◆ EXERCISE TASK
Write out, word for word, only the lines from the one containing "Please place a point on the white baseboard" through the final line of the data.
╭─ EXCERPTED DATA
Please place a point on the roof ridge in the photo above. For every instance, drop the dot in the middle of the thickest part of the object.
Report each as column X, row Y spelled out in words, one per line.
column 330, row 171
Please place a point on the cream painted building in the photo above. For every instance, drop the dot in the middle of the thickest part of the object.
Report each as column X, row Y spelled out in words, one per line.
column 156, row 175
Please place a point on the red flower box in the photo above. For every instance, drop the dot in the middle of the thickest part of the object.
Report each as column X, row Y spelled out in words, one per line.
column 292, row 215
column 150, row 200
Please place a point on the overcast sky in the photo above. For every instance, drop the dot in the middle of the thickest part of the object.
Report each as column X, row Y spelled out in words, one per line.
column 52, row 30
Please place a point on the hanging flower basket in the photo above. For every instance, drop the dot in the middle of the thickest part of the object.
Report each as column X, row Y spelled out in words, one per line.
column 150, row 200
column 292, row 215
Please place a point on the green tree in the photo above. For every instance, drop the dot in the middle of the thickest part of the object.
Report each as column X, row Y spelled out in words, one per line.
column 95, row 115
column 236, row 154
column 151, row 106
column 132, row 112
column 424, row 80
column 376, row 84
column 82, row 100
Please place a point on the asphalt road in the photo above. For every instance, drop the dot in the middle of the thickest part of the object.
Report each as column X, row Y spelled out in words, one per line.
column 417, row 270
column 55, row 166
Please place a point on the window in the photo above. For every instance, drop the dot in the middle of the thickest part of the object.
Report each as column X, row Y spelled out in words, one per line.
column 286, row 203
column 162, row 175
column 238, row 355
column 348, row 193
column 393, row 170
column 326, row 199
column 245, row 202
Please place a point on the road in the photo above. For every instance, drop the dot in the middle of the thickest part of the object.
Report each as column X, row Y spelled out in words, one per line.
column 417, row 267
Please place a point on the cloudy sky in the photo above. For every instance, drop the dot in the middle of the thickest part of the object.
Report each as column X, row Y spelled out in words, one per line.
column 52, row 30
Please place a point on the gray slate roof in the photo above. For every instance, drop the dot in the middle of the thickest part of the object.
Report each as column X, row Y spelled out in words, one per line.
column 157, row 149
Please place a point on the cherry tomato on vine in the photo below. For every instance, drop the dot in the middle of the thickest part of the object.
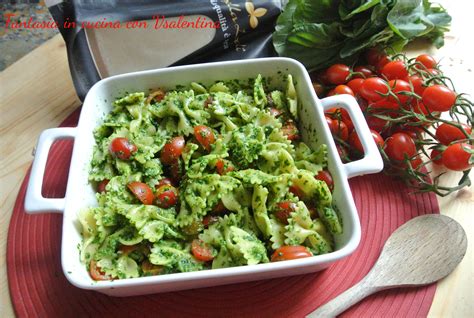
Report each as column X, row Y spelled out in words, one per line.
column 436, row 156
column 417, row 83
column 166, row 196
column 343, row 89
column 394, row 70
column 401, row 89
column 447, row 133
column 325, row 176
column 289, row 252
column 101, row 186
column 96, row 273
column 427, row 60
column 172, row 150
column 283, row 211
column 338, row 74
column 122, row 148
column 363, row 72
column 398, row 146
column 201, row 251
column 141, row 191
column 374, row 88
column 204, row 136
column 438, row 98
column 355, row 85
column 458, row 157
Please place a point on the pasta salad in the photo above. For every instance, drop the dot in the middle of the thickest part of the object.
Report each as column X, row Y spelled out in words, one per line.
column 204, row 177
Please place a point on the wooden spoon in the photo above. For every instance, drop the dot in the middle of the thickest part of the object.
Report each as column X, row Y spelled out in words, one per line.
column 420, row 252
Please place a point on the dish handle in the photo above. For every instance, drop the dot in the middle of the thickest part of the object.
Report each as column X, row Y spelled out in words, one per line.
column 372, row 161
column 34, row 200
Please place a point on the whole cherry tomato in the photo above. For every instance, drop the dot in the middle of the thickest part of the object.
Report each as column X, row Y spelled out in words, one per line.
column 438, row 98
column 204, row 136
column 289, row 252
column 374, row 89
column 355, row 85
column 121, row 148
column 447, row 133
column 394, row 70
column 343, row 89
column 172, row 150
column 427, row 60
column 398, row 146
column 362, row 72
column 457, row 157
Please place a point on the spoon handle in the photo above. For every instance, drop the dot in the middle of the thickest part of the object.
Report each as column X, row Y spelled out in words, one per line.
column 345, row 300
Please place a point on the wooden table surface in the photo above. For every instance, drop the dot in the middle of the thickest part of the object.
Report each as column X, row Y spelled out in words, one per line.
column 36, row 93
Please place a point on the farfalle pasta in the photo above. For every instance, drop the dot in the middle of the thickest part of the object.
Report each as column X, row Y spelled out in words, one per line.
column 204, row 177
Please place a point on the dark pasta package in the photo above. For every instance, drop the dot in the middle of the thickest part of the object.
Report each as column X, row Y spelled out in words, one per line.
column 110, row 37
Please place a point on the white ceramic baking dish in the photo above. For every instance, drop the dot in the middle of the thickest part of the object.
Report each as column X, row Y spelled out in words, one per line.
column 80, row 194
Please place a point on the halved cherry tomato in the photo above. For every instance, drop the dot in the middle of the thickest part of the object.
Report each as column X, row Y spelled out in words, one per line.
column 363, row 72
column 290, row 131
column 150, row 269
column 436, row 156
column 427, row 60
column 172, row 150
column 122, row 148
column 438, row 98
column 223, row 166
column 283, row 211
column 355, row 84
column 325, row 176
column 201, row 251
column 166, row 196
column 374, row 89
column 447, row 133
column 96, row 273
column 141, row 191
column 101, row 186
column 400, row 145
column 457, row 157
column 343, row 89
column 394, row 70
column 204, row 136
column 338, row 74
column 289, row 252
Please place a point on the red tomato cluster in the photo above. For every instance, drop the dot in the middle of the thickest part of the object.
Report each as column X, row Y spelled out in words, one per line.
column 402, row 99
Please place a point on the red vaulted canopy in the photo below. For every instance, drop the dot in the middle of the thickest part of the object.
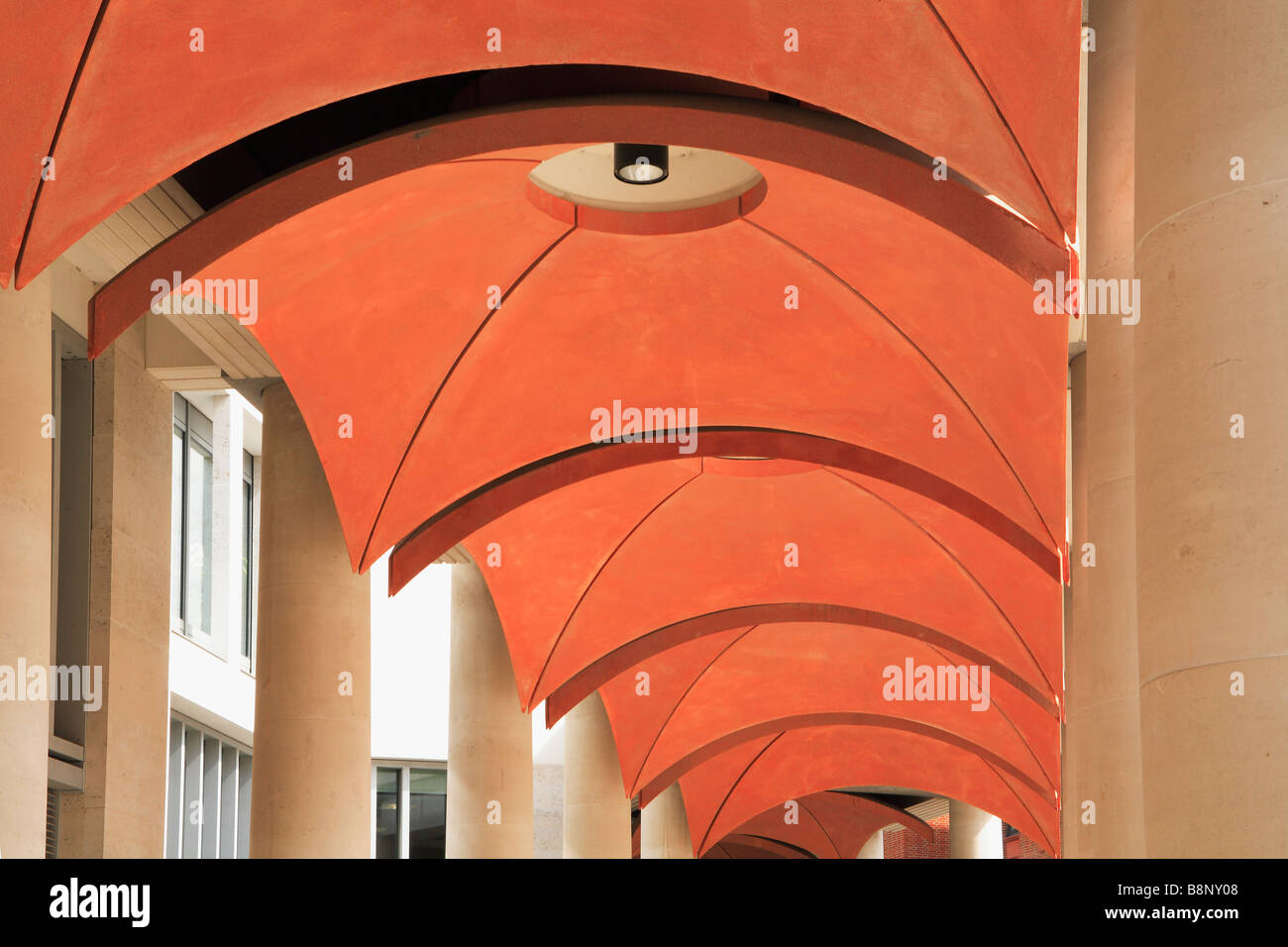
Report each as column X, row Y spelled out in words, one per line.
column 876, row 474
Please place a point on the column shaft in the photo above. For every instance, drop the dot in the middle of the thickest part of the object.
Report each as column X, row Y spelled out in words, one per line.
column 26, row 489
column 665, row 826
column 1109, row 750
column 488, row 736
column 310, row 784
column 596, row 812
column 1077, row 641
column 973, row 832
column 1211, row 412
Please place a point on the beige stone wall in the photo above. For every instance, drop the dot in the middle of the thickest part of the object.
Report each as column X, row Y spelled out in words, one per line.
column 121, row 812
column 25, row 552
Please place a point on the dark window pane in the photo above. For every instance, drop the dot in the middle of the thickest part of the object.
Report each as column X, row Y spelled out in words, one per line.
column 386, row 812
column 428, row 815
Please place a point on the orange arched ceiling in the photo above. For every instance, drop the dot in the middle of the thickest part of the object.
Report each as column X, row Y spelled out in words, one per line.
column 687, row 703
column 823, row 825
column 759, row 775
column 876, row 356
column 472, row 424
column 702, row 545
column 990, row 88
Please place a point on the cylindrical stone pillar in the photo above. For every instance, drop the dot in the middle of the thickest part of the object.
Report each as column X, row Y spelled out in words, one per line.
column 874, row 847
column 973, row 832
column 596, row 810
column 488, row 736
column 665, row 826
column 310, row 785
column 1108, row 771
column 26, row 487
column 1211, row 223
column 1077, row 641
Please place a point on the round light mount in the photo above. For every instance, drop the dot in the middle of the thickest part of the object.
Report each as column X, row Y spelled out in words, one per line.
column 640, row 163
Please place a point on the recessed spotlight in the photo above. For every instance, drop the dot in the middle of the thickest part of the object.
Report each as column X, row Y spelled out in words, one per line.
column 640, row 163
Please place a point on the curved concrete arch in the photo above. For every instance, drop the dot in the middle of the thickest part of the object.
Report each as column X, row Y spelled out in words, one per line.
column 704, row 690
column 964, row 99
column 742, row 781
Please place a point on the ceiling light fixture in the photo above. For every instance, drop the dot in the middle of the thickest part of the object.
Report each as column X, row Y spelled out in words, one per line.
column 640, row 163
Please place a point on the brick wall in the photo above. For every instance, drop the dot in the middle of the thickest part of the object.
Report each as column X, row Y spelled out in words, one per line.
column 906, row 844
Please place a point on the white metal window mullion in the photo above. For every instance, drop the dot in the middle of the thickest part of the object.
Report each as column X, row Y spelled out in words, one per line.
column 404, row 812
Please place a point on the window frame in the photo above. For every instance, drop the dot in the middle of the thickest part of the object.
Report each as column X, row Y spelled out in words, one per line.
column 248, row 583
column 184, row 427
column 403, row 768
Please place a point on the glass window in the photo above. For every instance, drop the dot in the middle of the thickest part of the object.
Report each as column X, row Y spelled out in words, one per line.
column 428, row 813
column 191, row 518
column 248, row 554
column 207, row 795
column 198, row 535
column 411, row 812
column 176, row 525
column 386, row 812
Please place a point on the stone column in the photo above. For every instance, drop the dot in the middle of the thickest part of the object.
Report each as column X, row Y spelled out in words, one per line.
column 310, row 784
column 596, row 810
column 121, row 810
column 1077, row 641
column 665, row 826
column 1108, row 772
column 26, row 522
column 488, row 736
column 874, row 847
column 1211, row 410
column 973, row 832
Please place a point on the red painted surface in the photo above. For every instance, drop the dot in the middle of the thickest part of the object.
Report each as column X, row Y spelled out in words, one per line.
column 992, row 88
column 728, row 686
column 746, row 780
column 473, row 423
column 824, row 825
column 434, row 240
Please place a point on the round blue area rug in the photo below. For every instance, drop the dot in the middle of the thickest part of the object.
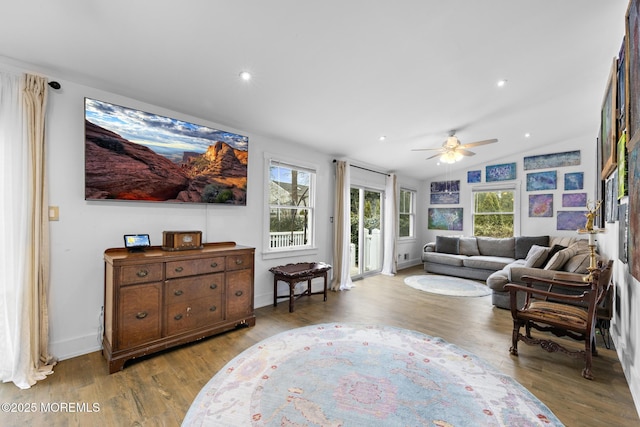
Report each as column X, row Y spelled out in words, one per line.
column 447, row 285
column 362, row 375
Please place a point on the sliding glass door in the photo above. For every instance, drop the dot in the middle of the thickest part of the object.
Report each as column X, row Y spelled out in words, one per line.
column 366, row 231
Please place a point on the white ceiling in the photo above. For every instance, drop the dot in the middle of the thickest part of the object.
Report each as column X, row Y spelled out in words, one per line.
column 338, row 74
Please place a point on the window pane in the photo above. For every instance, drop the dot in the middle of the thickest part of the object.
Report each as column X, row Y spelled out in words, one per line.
column 494, row 213
column 288, row 186
column 405, row 225
column 289, row 227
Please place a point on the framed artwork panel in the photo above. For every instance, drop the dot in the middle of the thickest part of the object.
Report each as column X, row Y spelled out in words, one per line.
column 632, row 71
column 540, row 205
column 503, row 172
column 445, row 219
column 574, row 181
column 608, row 136
column 542, row 181
column 571, row 220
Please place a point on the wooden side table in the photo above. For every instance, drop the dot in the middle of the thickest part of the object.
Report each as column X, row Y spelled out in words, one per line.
column 297, row 273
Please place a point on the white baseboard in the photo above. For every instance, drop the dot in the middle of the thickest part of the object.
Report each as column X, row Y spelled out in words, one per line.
column 73, row 347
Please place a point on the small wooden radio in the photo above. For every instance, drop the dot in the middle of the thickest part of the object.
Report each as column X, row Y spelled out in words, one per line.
column 181, row 240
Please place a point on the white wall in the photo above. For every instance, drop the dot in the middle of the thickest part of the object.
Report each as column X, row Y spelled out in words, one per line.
column 625, row 329
column 87, row 228
column 528, row 226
╰─
◆ TASK ANSWER
Please place a point on the white baseboard in the photo above. For every instance, drop the dot in the middle of the thickest part of the object.
Report each as column X, row Y spelled out in words, one per line.
column 73, row 347
Please place a point on the small wooden radio in the photo above. For every instance, drop the dot in the middle of the thickest part of the object.
Report each as column X, row Y spelled out in words, one per line.
column 181, row 240
Please place a point on the white wall in the photo above. For every instance, drop the dot in the middle of the thickest part of the object.
Report each as column X, row Y spelled out in words, one per line.
column 625, row 329
column 87, row 228
column 528, row 226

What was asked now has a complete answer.